**Given exercise:** Recast the data below as a JSON list of strings, with one string per line and blank lines left out.

Object pointing dataset rows:
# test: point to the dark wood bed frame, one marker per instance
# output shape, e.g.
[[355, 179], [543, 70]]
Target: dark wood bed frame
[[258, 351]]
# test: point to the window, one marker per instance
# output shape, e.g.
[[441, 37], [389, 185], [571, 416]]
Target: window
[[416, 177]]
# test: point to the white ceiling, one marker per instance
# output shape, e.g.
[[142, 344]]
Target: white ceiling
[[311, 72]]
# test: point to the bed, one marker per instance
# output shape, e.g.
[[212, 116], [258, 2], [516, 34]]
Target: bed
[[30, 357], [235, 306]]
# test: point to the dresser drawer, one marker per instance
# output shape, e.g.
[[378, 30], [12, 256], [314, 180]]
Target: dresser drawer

**In response:**
[
  "# test: point to the dark wood bed frame, one marker per instance",
  "# output shape, e.g.",
  "[[355, 179], [543, 70]]",
  "Target: dark wood bed frame",
  "[[258, 351]]",
  "# test: point to the window, one marker per instance",
  "# output shape, e.g.",
  "[[441, 37], [389, 185], [571, 416]]",
  "Target: window",
  "[[416, 177]]",
  "# test: point to the white ceiling, one marker per instance",
  "# output shape, e.g.",
  "[[142, 344]]",
  "Target: white ceiling",
  "[[311, 72]]",
  "# test: point to the bed, one marker per instance",
  "# output shape, e.g.",
  "[[212, 116], [258, 2], [516, 34]]",
  "Target: bed",
  "[[30, 357], [235, 306]]",
  "# test: point to the dresser drawer, one marker per instance",
  "# output shape, e.g.",
  "[[378, 30], [12, 256], [314, 180]]",
  "Target: dresser drawer"
]